SUPPLIED MATERIAL
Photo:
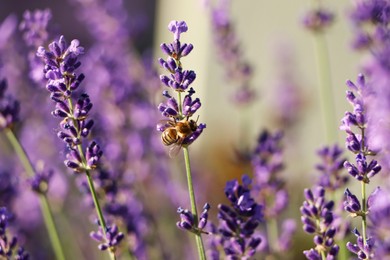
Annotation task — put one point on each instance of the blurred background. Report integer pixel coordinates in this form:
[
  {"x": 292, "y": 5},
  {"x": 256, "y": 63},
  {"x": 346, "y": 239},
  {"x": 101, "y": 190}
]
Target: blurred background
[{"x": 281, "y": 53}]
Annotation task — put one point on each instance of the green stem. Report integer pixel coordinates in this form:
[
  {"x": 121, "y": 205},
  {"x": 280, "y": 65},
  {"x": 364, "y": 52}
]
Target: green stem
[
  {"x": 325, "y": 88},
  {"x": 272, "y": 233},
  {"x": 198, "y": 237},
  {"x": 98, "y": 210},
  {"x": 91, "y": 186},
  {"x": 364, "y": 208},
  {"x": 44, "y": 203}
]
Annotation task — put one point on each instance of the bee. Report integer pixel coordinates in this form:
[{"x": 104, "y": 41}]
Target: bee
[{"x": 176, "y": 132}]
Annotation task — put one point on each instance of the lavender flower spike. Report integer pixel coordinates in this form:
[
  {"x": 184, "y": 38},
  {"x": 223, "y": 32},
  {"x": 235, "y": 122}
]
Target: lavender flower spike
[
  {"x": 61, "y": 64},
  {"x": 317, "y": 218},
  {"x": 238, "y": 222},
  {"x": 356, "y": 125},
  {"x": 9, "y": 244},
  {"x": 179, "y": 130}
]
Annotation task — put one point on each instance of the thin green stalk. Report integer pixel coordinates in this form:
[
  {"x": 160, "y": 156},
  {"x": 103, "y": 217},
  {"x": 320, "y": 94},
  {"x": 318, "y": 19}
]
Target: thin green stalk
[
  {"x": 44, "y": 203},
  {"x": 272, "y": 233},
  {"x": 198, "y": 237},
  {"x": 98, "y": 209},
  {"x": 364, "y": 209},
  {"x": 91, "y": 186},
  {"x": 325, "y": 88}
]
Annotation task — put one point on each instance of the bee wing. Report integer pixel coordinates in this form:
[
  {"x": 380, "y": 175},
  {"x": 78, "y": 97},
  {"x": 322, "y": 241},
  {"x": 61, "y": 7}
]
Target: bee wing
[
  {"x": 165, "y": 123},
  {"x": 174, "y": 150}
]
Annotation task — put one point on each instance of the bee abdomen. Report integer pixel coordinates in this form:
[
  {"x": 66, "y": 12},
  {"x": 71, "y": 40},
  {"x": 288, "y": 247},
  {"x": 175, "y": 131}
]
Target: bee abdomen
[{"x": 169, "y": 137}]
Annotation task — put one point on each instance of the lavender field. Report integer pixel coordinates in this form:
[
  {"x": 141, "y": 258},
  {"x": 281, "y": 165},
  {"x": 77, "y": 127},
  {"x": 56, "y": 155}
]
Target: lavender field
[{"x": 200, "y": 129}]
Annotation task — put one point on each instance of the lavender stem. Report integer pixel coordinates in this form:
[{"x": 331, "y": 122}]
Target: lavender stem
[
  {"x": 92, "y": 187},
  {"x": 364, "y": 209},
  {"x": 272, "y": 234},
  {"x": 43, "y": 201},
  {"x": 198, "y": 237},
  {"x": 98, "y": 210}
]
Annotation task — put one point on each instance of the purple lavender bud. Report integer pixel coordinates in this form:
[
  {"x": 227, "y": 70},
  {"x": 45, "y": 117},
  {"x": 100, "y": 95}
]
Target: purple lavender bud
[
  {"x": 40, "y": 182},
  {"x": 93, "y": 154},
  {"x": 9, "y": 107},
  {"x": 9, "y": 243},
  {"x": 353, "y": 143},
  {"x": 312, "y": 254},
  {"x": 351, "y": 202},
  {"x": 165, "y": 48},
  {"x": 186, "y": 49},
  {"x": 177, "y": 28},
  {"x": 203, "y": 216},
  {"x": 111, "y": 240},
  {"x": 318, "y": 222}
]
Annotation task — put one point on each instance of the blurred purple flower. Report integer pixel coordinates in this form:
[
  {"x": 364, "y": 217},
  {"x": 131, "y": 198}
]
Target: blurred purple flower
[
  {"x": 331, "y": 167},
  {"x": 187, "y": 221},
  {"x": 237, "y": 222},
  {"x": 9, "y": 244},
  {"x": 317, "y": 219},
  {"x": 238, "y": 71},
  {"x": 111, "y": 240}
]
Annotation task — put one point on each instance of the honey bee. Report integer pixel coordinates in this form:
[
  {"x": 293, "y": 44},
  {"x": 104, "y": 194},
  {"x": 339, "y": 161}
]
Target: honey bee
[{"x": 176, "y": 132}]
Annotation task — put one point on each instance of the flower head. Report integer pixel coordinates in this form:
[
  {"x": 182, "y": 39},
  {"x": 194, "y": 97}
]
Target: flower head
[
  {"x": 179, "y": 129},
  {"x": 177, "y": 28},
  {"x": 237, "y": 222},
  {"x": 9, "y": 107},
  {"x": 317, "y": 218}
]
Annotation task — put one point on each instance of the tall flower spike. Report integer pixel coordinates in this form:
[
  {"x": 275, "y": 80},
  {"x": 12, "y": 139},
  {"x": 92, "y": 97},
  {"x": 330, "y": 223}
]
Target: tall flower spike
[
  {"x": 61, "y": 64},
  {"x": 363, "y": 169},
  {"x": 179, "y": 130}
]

AIM OF THE EXERCISE
Reproduce all of the entries word for word, skipping any pictures they hold.

RIGHT ANSWER
Photo:
Annotation task — put one point on each instance of the blurred background. Report integer pixel coordinates in this form:
[
  {"x": 292, "y": 5},
  {"x": 256, "y": 63},
  {"x": 346, "y": 239},
  {"x": 101, "y": 190}
]
Target: blurred background
[{"x": 281, "y": 53}]
Annotation task — put one point on each instance of the green stem. Report integer pixel coordinates in this form:
[
  {"x": 121, "y": 205},
  {"x": 280, "y": 65},
  {"x": 364, "y": 52}
]
Target: green stem
[
  {"x": 325, "y": 88},
  {"x": 272, "y": 233},
  {"x": 198, "y": 237},
  {"x": 98, "y": 210},
  {"x": 91, "y": 186},
  {"x": 364, "y": 208},
  {"x": 44, "y": 203}
]
Annotation task — put one point on each instance of the bee. Report integer pixel coordinates in this form:
[{"x": 104, "y": 41}]
Target: bee
[{"x": 176, "y": 132}]
Annotation task — put one point on each instance of the lavender flower spike. Report integer pixel coordinates in this form:
[
  {"x": 184, "y": 38},
  {"x": 223, "y": 32},
  {"x": 235, "y": 122}
]
Target: lavender flower spike
[
  {"x": 61, "y": 64},
  {"x": 317, "y": 218},
  {"x": 238, "y": 222},
  {"x": 356, "y": 125},
  {"x": 9, "y": 244},
  {"x": 179, "y": 130}
]
Annotation task — put one point on each instance of the thin green stalk. Report integer pixel coordinates in this form:
[
  {"x": 160, "y": 156},
  {"x": 103, "y": 217},
  {"x": 320, "y": 94},
  {"x": 318, "y": 19}
]
Target: thin green stalk
[
  {"x": 44, "y": 203},
  {"x": 272, "y": 233},
  {"x": 198, "y": 237},
  {"x": 98, "y": 209},
  {"x": 364, "y": 209},
  {"x": 91, "y": 186},
  {"x": 325, "y": 88}
]
Annotation task — put one point on each instance of the bee wing. Report integer pixel coordinates in this form:
[
  {"x": 380, "y": 175},
  {"x": 78, "y": 97},
  {"x": 322, "y": 241},
  {"x": 61, "y": 7}
]
Target: bee wing
[
  {"x": 165, "y": 123},
  {"x": 174, "y": 150}
]
Annotation task — put one point on each instance of the bee abdomen. Report integer pixel coordinates in this form:
[
  {"x": 66, "y": 12},
  {"x": 71, "y": 40},
  {"x": 288, "y": 247},
  {"x": 175, "y": 131}
]
Target: bee abdomen
[{"x": 169, "y": 137}]
Annotation task — put one point on each instance of the lavender field. Report integer pixel coordinates in this form:
[
  {"x": 141, "y": 258},
  {"x": 281, "y": 165},
  {"x": 77, "y": 127},
  {"x": 56, "y": 155}
]
Target: lavender field
[{"x": 200, "y": 129}]
Annotation task — put one point on each instance of the lavender stem. Report integer pixel coordinates in this form:
[{"x": 331, "y": 122}]
Target: lavender stem
[
  {"x": 92, "y": 187},
  {"x": 364, "y": 209},
  {"x": 272, "y": 234},
  {"x": 43, "y": 201},
  {"x": 198, "y": 237},
  {"x": 98, "y": 210}
]
Annotation task — put one point on each instance of the purple lavender bud. Report integer pixel coordinates in this form:
[
  {"x": 227, "y": 70},
  {"x": 45, "y": 117},
  {"x": 100, "y": 95}
]
Target: purple lavender bud
[
  {"x": 40, "y": 182},
  {"x": 93, "y": 154},
  {"x": 9, "y": 107},
  {"x": 9, "y": 243},
  {"x": 353, "y": 143},
  {"x": 312, "y": 254},
  {"x": 351, "y": 202},
  {"x": 165, "y": 48},
  {"x": 186, "y": 49},
  {"x": 177, "y": 28},
  {"x": 203, "y": 216},
  {"x": 111, "y": 240},
  {"x": 318, "y": 222}
]
Annotation task — put one point on each instance of the blurred purple flower. Report integer pixel coordinates in this form:
[
  {"x": 364, "y": 217},
  {"x": 131, "y": 198}
]
Target: blurred purple flower
[
  {"x": 331, "y": 167},
  {"x": 187, "y": 221},
  {"x": 237, "y": 222},
  {"x": 9, "y": 244},
  {"x": 317, "y": 219},
  {"x": 238, "y": 71},
  {"x": 111, "y": 240}
]
Annotation task — put one point on each instance of the honey bee. Report integer pixel coordinates in this form:
[
  {"x": 293, "y": 44},
  {"x": 104, "y": 194},
  {"x": 339, "y": 161}
]
Target: honey bee
[{"x": 176, "y": 132}]
Annotation task — put one point on each instance of the flower head. Report integer pixel coordinates in this form:
[
  {"x": 182, "y": 39},
  {"x": 194, "y": 97}
]
Target: flower head
[
  {"x": 179, "y": 129},
  {"x": 177, "y": 28},
  {"x": 237, "y": 222},
  {"x": 9, "y": 107},
  {"x": 317, "y": 218}
]
Annotation task — put one point on each instance of the tall flower spike. Report integer pixel coordinates in this form:
[
  {"x": 275, "y": 80},
  {"x": 12, "y": 139},
  {"x": 92, "y": 97},
  {"x": 330, "y": 223}
]
Target: tall flower spike
[
  {"x": 61, "y": 64},
  {"x": 363, "y": 169},
  {"x": 179, "y": 130}
]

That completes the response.